───── Input material ─────
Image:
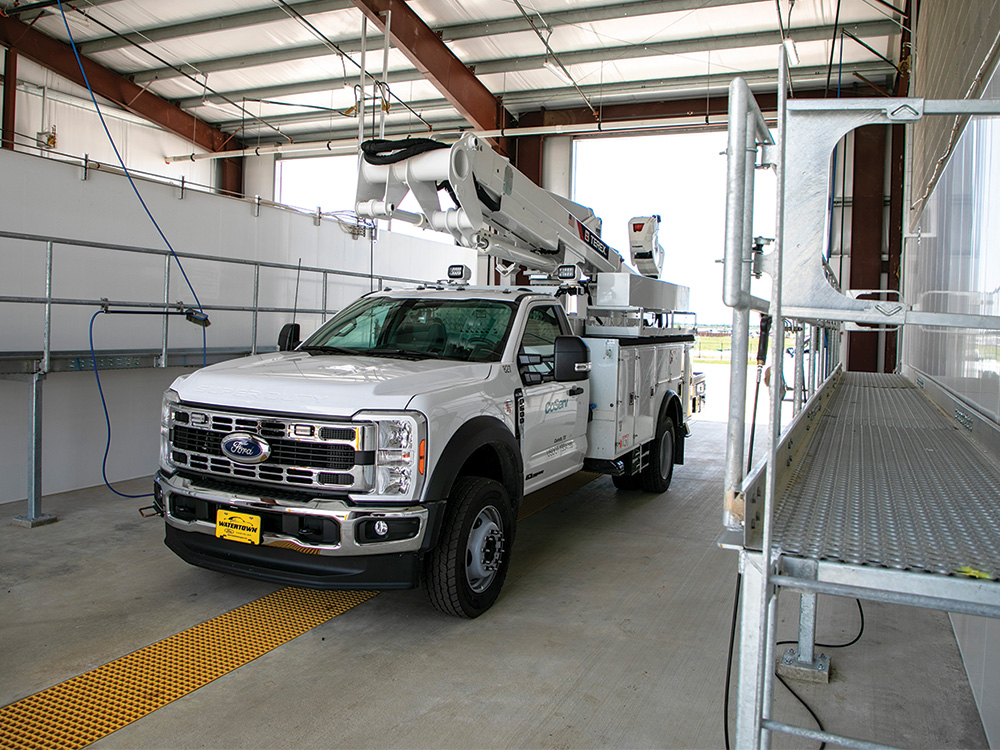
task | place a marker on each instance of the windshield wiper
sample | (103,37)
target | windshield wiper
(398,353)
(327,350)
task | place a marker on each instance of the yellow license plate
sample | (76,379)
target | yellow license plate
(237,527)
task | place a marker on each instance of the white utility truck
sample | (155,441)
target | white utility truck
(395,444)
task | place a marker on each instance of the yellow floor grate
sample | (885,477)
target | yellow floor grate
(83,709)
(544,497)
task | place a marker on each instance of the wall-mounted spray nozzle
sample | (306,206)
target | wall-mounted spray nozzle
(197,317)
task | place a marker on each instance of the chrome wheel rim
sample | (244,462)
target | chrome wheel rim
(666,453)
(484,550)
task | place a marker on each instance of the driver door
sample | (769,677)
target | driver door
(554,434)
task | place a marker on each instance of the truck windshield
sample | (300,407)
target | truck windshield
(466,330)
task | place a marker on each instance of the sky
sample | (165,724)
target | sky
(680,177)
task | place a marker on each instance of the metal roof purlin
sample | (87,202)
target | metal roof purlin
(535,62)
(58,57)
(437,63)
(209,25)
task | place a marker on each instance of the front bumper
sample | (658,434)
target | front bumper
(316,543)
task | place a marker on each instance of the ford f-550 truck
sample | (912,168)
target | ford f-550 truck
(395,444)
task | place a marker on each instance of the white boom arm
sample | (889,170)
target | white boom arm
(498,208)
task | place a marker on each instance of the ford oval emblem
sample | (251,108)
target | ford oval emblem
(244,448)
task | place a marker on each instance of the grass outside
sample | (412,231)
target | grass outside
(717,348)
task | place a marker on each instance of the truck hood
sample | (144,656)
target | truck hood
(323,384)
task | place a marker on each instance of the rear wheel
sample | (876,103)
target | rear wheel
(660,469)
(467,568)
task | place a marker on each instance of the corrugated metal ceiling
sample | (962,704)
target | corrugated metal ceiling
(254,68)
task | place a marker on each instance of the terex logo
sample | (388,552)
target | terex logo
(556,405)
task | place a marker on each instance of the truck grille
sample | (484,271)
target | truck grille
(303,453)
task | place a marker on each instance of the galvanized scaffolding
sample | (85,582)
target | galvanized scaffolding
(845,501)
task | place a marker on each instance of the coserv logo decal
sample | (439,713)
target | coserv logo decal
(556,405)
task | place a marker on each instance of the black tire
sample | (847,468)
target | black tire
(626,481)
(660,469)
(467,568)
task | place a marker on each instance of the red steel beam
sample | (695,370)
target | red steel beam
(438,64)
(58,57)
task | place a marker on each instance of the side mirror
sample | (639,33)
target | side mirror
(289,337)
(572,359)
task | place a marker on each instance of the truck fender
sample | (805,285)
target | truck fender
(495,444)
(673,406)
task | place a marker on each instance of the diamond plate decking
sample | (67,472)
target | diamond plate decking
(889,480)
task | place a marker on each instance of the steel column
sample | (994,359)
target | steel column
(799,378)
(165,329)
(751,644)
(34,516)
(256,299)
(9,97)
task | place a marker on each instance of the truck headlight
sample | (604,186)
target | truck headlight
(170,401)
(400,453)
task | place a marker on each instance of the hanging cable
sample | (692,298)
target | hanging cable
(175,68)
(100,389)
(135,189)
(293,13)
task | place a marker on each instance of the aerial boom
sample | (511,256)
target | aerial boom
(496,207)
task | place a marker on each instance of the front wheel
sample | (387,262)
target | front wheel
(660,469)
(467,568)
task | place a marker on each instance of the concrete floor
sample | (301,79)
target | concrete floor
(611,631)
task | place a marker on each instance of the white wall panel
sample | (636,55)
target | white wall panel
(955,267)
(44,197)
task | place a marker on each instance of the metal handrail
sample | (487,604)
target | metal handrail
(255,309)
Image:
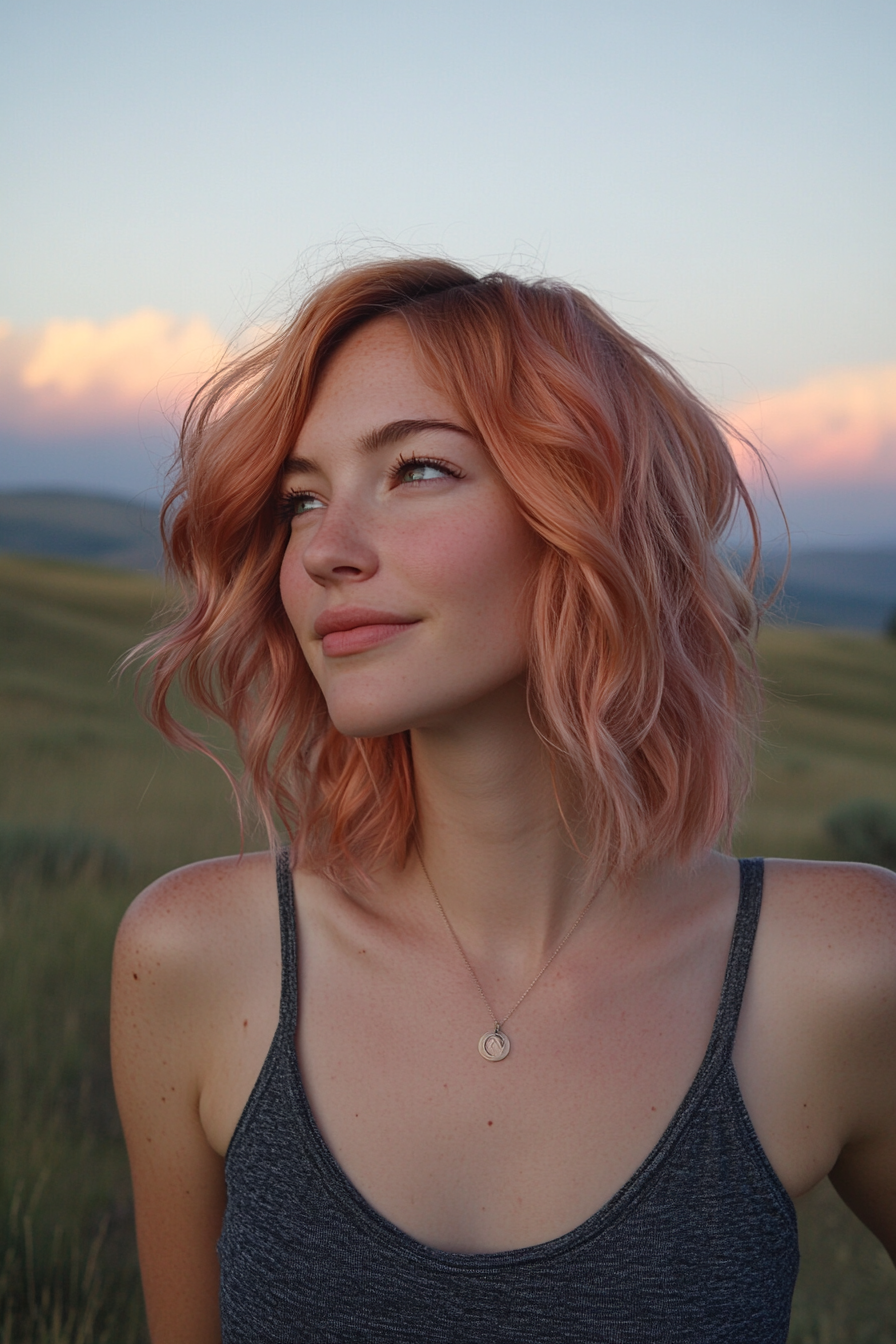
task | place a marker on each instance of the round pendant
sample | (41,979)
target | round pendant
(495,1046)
─────
Reproduce all of the material above with "place a marker on" swapped for "put a dot on" wherever it occurs, leaving everything else unchanged. Omit the pictures from your answer.

- **Solution**
Image:
task | put a dot on each instance of the windshield wiper
sample | (103,37)
target | windshield wiper
(398,353)
(327,350)
task | put a dot on each instance of the yellow license plate
sample | (76,379)
target | yellow license plate
(237,527)
task | put a dot on each instance of the white utility truck
sample | (155,441)
target | white utility truck
(395,444)
task | put a dot on each instance of the yellow floor grate
sample | (885,477)
target | yellow floor grate
(83,709)
(544,497)
task | put a dot on each instance of the wall-mounted spray nozzle
sample | (306,206)
target | wall-mounted spray nozzle
(197,317)
task | put a dot on each instance of the chrome wheel rim
sample | (244,462)
target | chrome wheel rim
(666,453)
(484,550)
task | put a dot on each instance of the driver door
sample | (769,677)
target | driver door
(554,434)
task | put a dot on each instance of the truck windshield
sample | (300,407)
target | truck windshield
(466,330)
task | put a dot on each instance of the sky
sample | (165,724)
target | sky
(680,177)
task | put a dot on each instance of the metal roof purlin
sample | (87,202)
target | metal roof purlin
(535,62)
(58,57)
(437,63)
(209,25)
task | put a dot on each instance of the front bumper
sample | (658,434)
target | front bumper
(316,543)
task | put a dot on each instance of the ford f-550 truck
sample | (912,168)
target | ford f-550 truck
(395,444)
task | put a dot on each instance of the white boom arm
sample | (889,170)
target | white boom arm
(498,208)
task | put a dot on each instance of the ford oval emblem
sample | (251,108)
target | ford oval emblem
(244,448)
task | put a dot on each instance of the grass outside
sample | (412,231)
target | grass outside
(717,348)
task | put a dot on each instance of the truck hood
sample | (144,656)
target | truck hood
(323,384)
task | put a dot on each instance of the rear wheel
sample | (876,103)
target | rear wheel
(660,469)
(467,568)
task | put a dot on each instance of the corrugated metal ceiling
sample | (962,704)
target | corrugated metal ceiling
(254,68)
task | put a dot on each instance of the terex logo
sample | (388,552)
target | terex logo
(556,405)
task | put a dot on each instance of the truck grille
sample | (484,271)
target | truck grille
(303,453)
task | put a dot on each instance of the galvanized scaffolding
sample | (85,582)
target | galvanized scaffolding
(845,501)
task | put a dot on each instance of the coserv logo decal
sample | (439,713)
target | coserv logo decal
(556,405)
task | put a dot on each instance of the black tire
sample | (847,468)
target | black tire
(626,481)
(660,469)
(467,568)
task | put a dot on each instance of the red steel beam
sample | (695,370)
target | red steel beam
(438,64)
(58,57)
task | put a dot on each instance of the side mirror
sample | (639,33)
target | side mirror
(289,337)
(572,359)
task | put a dot on each instance of the truck fender
sample | (805,285)
target | truck fender
(495,444)
(673,406)
task | put a dot on each instance of the diamond plate decking
sample | (67,472)
target | diamond plate decking
(889,480)
task | put a dot on each instance of the steel column
sample | (994,359)
target | steel column
(799,378)
(165,329)
(751,644)
(34,516)
(256,299)
(9,97)
task | put a dot on each instance of the truck headlight
sample | (604,186)
target | truck headlight
(170,401)
(400,453)
task | put a dot on each instance of the hanging cable
sample | (692,298)
target | hanging cable
(175,68)
(100,389)
(135,189)
(293,13)
task | put a dot on each instance of the aerial boom
sample | (511,256)
target | aerial boom
(496,207)
task | put a dot on each instance of the front wheel
sample | (387,262)
target | front wheel
(660,469)
(467,568)
task | put a dot on each instance of the concrete floor
sample | (301,79)
target | concrete floor
(611,631)
task | put a dot on each instance of the white wall panel
sample | (636,55)
target | white wall panel
(955,267)
(44,197)
task | put a dot on each instance of the metal handrail
sample | (487,604)
target | metal handrail
(255,309)
Image:
task | put a dot on each instance of the round pendant
sample | (41,979)
target | round pendant
(495,1046)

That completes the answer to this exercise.